AIM: Collect each line in the data below that contains the word "green".

___ GIVEN DATA

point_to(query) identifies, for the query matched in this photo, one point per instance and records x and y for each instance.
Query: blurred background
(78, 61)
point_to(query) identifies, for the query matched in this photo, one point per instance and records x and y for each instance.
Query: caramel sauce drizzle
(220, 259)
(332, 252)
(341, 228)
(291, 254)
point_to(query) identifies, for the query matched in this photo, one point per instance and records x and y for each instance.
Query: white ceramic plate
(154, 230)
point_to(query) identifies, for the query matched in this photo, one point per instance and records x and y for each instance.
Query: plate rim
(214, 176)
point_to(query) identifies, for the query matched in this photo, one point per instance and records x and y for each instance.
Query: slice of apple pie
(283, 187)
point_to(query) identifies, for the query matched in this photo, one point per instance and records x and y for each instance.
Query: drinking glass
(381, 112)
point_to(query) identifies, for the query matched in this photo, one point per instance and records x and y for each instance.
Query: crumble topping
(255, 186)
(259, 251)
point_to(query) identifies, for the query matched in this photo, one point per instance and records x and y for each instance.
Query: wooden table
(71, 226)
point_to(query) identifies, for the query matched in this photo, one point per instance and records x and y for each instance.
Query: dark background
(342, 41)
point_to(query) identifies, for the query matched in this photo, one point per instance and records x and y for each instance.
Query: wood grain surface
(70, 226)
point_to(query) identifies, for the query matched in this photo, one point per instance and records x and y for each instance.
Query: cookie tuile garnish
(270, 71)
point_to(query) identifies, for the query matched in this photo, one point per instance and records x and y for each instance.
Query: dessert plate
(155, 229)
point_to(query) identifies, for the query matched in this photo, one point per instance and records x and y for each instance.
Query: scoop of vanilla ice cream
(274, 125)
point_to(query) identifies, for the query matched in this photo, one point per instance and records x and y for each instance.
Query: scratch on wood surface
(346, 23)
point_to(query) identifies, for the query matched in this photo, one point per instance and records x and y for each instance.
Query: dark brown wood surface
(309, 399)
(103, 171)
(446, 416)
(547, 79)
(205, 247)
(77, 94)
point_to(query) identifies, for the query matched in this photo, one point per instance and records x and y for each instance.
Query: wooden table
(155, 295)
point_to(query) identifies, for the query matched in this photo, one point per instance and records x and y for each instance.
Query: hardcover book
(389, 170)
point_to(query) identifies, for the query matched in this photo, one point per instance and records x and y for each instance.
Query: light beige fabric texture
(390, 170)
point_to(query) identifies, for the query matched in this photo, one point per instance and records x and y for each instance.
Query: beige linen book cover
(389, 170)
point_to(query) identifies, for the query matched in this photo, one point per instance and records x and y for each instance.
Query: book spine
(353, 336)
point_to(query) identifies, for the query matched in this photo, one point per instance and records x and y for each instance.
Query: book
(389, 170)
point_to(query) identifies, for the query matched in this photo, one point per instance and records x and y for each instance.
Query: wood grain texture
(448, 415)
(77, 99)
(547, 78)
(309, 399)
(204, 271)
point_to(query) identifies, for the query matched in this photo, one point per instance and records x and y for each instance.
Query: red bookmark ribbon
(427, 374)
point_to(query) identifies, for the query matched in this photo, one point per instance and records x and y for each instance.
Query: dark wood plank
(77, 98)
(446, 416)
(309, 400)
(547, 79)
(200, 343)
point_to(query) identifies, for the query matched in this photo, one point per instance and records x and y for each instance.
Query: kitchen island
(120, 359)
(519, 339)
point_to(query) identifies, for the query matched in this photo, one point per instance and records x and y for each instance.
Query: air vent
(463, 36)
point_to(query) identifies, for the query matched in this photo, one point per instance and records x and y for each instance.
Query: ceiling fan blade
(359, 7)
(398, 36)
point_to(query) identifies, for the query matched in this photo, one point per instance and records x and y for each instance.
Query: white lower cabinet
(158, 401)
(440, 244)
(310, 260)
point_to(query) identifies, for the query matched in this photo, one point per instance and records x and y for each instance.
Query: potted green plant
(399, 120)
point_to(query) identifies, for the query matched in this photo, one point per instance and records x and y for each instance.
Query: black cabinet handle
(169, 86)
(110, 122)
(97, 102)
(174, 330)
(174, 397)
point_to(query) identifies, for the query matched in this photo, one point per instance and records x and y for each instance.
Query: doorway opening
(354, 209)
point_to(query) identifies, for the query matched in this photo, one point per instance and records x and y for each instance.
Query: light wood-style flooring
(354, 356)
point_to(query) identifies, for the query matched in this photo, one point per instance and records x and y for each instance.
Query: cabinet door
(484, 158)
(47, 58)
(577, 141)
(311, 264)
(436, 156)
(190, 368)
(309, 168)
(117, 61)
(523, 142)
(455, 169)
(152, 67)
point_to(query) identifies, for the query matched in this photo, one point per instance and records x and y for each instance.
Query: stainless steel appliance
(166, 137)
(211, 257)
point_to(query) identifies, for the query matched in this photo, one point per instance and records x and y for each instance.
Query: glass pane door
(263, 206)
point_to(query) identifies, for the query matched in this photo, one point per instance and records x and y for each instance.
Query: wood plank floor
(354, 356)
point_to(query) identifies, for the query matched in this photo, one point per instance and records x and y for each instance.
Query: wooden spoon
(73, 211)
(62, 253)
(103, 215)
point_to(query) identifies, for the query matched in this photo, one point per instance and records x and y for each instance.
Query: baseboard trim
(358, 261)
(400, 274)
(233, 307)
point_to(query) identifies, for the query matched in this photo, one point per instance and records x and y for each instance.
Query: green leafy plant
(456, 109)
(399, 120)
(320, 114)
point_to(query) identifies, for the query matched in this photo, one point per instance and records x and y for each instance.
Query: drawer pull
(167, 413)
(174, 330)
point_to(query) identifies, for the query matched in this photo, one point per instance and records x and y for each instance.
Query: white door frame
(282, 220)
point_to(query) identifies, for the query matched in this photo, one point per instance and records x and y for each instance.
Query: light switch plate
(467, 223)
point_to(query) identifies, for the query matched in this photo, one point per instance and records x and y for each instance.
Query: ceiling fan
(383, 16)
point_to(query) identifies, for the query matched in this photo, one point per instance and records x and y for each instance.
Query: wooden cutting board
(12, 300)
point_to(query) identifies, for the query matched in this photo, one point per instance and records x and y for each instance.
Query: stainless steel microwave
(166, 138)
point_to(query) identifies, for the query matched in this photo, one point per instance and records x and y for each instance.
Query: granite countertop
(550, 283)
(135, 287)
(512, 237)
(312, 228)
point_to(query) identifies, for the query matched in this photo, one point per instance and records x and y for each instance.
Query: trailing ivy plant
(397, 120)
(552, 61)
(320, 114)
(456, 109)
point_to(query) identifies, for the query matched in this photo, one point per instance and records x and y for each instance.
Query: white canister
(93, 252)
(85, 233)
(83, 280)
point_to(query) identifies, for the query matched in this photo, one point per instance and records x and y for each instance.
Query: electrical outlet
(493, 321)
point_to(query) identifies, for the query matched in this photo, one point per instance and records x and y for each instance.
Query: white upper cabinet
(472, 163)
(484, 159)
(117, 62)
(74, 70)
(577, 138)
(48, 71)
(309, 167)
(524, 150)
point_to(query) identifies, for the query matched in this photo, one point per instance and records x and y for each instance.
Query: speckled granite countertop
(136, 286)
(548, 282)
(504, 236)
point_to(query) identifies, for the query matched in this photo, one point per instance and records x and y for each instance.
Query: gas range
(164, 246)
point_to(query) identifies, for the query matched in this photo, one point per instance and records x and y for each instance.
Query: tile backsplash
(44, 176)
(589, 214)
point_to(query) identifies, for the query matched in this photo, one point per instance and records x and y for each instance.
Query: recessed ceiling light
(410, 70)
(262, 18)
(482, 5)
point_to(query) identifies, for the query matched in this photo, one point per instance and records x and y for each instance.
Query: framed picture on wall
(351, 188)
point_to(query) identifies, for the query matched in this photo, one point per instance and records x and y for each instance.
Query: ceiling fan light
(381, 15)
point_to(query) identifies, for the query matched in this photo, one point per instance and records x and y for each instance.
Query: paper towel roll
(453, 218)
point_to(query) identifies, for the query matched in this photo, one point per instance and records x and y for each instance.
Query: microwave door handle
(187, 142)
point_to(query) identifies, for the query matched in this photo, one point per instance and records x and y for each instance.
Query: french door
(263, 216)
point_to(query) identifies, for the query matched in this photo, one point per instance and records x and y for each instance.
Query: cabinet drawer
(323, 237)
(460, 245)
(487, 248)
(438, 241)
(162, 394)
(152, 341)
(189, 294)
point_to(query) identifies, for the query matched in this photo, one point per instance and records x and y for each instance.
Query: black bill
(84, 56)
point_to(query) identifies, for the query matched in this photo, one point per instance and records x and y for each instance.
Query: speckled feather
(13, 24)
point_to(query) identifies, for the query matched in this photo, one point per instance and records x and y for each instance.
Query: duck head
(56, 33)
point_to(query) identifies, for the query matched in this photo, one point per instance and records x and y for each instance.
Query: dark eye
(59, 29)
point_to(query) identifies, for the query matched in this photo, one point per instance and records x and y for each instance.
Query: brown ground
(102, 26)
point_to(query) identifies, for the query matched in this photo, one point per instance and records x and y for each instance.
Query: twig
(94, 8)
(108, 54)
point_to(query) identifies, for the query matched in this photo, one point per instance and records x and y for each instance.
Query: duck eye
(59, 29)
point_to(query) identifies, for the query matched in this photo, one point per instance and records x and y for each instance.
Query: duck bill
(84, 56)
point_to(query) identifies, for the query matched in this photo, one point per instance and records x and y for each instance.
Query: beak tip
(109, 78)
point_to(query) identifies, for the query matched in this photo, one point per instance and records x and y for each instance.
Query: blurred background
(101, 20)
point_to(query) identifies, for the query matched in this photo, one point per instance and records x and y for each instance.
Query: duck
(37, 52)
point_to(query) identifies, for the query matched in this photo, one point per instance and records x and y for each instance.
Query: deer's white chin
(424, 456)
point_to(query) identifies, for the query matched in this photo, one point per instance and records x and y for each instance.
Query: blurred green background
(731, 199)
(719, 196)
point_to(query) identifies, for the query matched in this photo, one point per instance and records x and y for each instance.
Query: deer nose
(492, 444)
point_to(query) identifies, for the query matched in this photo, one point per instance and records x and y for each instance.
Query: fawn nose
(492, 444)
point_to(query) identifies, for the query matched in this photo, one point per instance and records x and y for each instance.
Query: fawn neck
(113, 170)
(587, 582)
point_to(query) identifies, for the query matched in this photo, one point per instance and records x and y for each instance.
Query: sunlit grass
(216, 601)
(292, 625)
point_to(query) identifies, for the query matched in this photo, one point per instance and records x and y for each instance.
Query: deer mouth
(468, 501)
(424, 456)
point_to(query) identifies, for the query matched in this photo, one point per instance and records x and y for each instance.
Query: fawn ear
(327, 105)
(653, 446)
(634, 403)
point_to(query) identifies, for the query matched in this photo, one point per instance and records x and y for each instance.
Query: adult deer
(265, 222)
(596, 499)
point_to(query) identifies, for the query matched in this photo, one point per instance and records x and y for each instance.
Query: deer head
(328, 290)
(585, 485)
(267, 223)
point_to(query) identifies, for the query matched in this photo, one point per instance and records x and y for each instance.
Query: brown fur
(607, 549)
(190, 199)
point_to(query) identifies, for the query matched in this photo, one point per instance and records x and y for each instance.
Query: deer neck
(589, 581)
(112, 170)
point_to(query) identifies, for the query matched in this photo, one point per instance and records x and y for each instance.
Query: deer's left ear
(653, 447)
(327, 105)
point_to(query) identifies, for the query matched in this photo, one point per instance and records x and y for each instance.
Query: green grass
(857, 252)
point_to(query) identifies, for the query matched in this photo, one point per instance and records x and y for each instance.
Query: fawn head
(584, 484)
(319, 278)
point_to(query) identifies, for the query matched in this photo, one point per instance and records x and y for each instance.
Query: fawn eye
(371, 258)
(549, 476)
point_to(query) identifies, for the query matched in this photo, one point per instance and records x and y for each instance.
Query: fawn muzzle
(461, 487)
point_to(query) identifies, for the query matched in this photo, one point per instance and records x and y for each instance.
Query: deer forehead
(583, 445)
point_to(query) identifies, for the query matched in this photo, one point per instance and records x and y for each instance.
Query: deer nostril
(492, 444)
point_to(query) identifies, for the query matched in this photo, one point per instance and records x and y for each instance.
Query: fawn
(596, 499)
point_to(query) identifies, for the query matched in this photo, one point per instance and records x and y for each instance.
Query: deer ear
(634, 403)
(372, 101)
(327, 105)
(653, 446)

______

RESULT OF THE EXERCISE:
Query: potted green plant
Query: green leafy plant
Query: blurred green background
Query: green grass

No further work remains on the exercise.